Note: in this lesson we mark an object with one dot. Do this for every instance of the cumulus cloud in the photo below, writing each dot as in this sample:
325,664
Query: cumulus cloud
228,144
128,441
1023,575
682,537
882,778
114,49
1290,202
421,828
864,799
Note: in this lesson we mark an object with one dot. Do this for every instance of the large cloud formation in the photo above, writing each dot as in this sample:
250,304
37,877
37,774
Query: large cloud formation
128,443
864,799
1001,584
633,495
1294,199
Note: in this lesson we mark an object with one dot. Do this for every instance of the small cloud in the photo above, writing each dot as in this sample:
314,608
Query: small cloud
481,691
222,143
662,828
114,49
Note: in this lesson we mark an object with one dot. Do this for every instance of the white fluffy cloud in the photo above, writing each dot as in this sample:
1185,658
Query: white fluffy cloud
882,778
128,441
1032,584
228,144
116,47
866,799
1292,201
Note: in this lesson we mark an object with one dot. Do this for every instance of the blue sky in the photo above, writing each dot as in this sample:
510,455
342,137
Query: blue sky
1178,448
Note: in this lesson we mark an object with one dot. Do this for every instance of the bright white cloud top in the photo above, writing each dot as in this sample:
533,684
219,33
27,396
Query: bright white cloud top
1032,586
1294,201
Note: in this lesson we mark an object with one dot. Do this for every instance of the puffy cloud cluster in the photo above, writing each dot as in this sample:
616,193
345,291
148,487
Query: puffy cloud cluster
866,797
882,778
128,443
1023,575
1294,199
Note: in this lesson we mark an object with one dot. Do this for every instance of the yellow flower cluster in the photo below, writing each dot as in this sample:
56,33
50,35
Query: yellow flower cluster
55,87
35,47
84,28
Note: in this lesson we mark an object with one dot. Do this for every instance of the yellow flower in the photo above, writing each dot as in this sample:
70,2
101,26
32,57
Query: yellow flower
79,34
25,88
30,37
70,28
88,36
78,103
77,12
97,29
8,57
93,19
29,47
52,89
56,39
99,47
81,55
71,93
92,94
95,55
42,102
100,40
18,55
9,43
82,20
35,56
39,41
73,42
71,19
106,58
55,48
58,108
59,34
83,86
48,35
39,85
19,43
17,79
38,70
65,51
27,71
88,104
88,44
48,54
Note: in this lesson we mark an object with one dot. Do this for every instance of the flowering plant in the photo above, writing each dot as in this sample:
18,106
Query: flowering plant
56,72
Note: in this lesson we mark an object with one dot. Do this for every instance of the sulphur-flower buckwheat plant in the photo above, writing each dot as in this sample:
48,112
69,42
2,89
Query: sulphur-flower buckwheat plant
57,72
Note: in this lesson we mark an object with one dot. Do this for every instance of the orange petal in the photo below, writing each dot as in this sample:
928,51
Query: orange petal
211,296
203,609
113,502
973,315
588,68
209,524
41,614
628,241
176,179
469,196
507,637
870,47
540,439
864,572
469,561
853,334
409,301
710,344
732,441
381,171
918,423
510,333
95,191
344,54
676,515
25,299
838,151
▬▬▬▬▬▬
Your answer must consist of every line in the listing that contains "below".

Answer to this task:
Note: in this lesson we mark an object with one dot. Do this for every instance of the cumulus cloud in the photo below, writing each dot as in this sample:
Note: in this lesson we mark an object with one dot. Do this for every instance of the yellow flower cluster in the photo below, writing each dot as in this sample:
Note: in this lesson we mark an object with one dot. Do this for every instance of the orange petal in the photo below, writing each dot as in this sample:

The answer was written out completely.